Top of Page text
Louis Proyect wrote:

I have stated that capitalism can involve market forces,
as Brenner and Wood focus on, and it can also involve extra-economic
forces such as the corvee in much of French colonial Africa, King
Leopold's semi-slavery in the Congo, apartheid South Africa with its
pass laws, Nazi Germany, etc. As a rule of thumb, when there is an
ample supply of labor, it is more efficient to allow market forces to
exert the whip. When there is an inadequate supply, you need the actual whip.

Who claims that concrete, historical capitalist societies involve only
market forces?  I don't know this Brenner fellow, but claiming that
capitalism is market forces only is like saying that the moon is made
up of cheese.  If that were Brenner's position, then spending a second
refuting it would be a waste of time.  Without having read this guy,
but knowing your Internet persona,  I find it very unlikely that such
a silly view is the Brenner thesis.

How do I know?  I don't know, but a clue is that you have previously
assimilated my views to those of Brenner.  On that basis, even without
having read Brenner's work, I think that you are confused.  And your
confusion arises from not understanding the distinction between a
general mode of production and the concrete society in which a mode of
production dominates.  So the matter is not, mainly, one of historical
knowledge, but of method.

Marx was simply describing the pure form that existed in Great
Britain.

Again, you are confused.  In the mid 19th century, England was an
extremely fluid, complex capitalist society -- at least as fluid and
complex as any other society of the time.  It provided Marx's
theorizing with an empirical referent, not because it typified in any
way the origins of capitalist production.   Marx never wrote that
England was the "classic ground" of the *gestation and birth* of
capitalist production.  Or show us where.  Rather, it was the best
available empirical referent of *industrially mature* capitalist
production.

Marx knew of -- and duly documented -- the origins of capitalist
production in a number of places, including the city ports of the
Mediterranean and northern continental Europe.  (And *capitalist
production* is not to be confused with *capital* in its "antediluvian
forms" whose origins are traced to the ancient world.)  That's all in
Capital.  However, when trying to pin down, not the historical
genesis, but the "logic" of developed capitalist societies -- starting
with the logic of capital (although not intending to stop there, as
Michael Lebowitz has shown to my satisfaction) -- the English case
provided the best available empirical referent.

*At the time*, mid-19th-century England happened to be the place where
*the inherent tendencies of capitalist production* (which emerged and
evolved historically in more than one place taking all sorts of
convoluted historical routes) were more apparent, because capitalist
production there was most advanced.  But not for a moment Marx thought
the concrete early history of capitalist production in England was
some kind of prototype the development of capitalism in other places
had to follow.  Again, prove the contrary.
Bottom of Page text
Top of Information
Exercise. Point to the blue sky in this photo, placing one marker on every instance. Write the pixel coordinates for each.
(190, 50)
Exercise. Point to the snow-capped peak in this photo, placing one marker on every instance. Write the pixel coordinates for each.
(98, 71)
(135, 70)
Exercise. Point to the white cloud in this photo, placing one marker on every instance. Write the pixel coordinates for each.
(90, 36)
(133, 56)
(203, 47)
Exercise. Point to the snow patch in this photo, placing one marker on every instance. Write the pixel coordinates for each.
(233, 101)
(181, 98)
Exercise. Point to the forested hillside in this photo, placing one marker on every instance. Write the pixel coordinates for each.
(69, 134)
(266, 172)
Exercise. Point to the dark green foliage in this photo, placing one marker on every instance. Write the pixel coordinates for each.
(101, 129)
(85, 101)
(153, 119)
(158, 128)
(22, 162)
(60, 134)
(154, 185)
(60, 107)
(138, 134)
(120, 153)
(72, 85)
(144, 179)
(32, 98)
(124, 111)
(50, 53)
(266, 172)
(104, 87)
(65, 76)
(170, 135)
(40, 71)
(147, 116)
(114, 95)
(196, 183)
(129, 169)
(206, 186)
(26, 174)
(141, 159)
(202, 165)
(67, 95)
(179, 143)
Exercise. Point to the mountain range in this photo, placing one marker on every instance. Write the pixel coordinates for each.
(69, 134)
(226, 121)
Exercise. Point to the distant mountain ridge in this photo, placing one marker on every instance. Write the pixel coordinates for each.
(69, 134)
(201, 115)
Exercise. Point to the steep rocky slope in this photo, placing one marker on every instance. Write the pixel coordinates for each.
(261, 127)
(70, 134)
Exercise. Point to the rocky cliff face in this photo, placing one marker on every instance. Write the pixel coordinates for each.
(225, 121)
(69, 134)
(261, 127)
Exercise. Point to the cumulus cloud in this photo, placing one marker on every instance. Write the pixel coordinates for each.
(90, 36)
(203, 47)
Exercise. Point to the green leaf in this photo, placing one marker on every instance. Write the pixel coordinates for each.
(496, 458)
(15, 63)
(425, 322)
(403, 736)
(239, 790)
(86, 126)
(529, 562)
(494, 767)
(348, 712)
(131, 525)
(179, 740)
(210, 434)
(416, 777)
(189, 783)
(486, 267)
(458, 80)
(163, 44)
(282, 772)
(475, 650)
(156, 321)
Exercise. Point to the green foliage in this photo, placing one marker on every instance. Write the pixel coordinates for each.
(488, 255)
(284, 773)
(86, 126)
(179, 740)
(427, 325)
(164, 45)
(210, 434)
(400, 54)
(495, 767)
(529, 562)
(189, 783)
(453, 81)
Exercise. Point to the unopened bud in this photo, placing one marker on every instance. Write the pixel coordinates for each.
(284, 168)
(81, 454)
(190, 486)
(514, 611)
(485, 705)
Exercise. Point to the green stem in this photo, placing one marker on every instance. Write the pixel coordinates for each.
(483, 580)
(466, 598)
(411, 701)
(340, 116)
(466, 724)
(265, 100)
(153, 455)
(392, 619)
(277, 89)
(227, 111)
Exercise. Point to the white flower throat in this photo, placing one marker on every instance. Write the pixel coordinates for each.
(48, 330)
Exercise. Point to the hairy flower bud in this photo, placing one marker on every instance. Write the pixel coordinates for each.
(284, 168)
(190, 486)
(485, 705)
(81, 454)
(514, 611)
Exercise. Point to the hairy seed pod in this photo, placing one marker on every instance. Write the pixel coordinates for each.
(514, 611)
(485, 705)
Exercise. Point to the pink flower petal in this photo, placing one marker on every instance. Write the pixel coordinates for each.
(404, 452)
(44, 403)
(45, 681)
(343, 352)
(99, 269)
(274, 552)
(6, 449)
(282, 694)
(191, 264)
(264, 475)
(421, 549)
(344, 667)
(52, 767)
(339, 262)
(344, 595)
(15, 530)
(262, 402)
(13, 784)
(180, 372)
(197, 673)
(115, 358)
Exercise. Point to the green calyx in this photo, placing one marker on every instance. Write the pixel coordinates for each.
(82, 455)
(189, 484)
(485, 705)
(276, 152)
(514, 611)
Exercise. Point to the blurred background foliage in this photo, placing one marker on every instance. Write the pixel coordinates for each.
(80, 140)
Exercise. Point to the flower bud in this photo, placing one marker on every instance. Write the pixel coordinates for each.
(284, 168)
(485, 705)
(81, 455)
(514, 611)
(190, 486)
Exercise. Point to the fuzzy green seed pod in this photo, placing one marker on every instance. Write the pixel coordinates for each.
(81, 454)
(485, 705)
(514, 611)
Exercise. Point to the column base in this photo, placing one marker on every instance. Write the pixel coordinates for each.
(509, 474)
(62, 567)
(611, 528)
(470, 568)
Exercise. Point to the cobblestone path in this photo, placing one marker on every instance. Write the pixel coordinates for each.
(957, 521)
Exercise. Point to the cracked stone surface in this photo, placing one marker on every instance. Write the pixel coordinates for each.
Bottom of Information
Exercise instructions =
A. In the reply on Marx and capitalism, rewrite the stretch from "I have stated" through "the actual whip.", changing "market forces" to "economic pressures".
B. According to the reply on Marx and capitalism, who has shown that Marx did not intend to stop at the logic of capital?
C. Continue the reply on Marx and capitalism from where it stops.

Per-task answers =
A.
I have stated that capitalism can involve economic pressures,
as Brenner and Wood focus on, and it can also involve extra-economic
forces such as the corvee in much of French colonial Africa, King
Leopold's semi-slavery in the Congo, apartheid South Africa with its
pass laws, Nazi Germany, etc. As a rule of thumb, when there is an
ample supply of labor, it is more efficient to allow economic pressures to
exert the whip. When there is an inadequate supply, you need the actual whip.

B. Michael Lebowitz

C.
Since that's a non-issue, I insist that the base problem here is that
you mistake the abstract for the concrete.  Since the abstract is
always less rich than the complex, then you discard the abstract as
inadequate.  But that's because you don't seem to grasp the role
adequate abstractions play in figuring things out.

I simply don't think that he gave much thought to how
capitalism functioned in Latin America or would begin to function in
Africa after he was dead. As I pointed out, what he wrote about Asia
was wrong.

Of course Marx missed things.  Partly his inborn personal limitations.
We all know he wasn't a very talented guy.  And partly the
limitations imposed on him by time and circumstance -- he didn't have
LexisNexis or Google at his fingertips.

That said, a more fruitful effort would aim to disentangle the extent
to which "what he wrote about Asia" was "wrong" (assuming it was) due
to (a) his understandably limited knowledge of Asian societies and
what due to (b) the approach with which he dissected the little he
knew of those societies.  I understand everything is related, but it's
a non sequitur to say that being "wrong" because of (a) implies being
"wrong" because of (b).

I see capitalism as a global system that was initially fed
by three tributaries. One, the internal changes in the European
countryside that are associated with the Brenner thesis. Two, the
expansion of manufacturing and a growing division of labor in the old
guild systems of the Middle Ages. Three, the rape of Africa and Latin
America which provided the silver and gold and other key resources
(timber, fur, tobacco, sugar, etc.) that fueled economic growth in
the mother countries. It was a perfect storm.

If by the time I write this note, you still believe this is a fair
description of your views, then maybe you'll be in a position to note
that your real beef is with the historical characterization of *the
origin* of capitalist production.  That dispute is and should be, by
nature, inconclusive.

Why?  Because it's in the nature of historical analysis to uncover new
facts and continuously re-evaluate the past through the lens of
current history.  The kind of argument that can tilt the balance in
favor of one or another theory is necessarily casuistic and -- ideally
-- should be founded on facts.

Now, Louis, I don't mean to question your credentials as a historian,
but -- if you're really adamant about debunking some folks' thesis
about the origins of capitalism -- there are venues where that effort
could be more effective.  I doubt that a direct quote by Winston
Churchill speaks for itself.

The settlement of the historical argument does not weigh *directly* on
the issue of what the specific essence of capitalist production is.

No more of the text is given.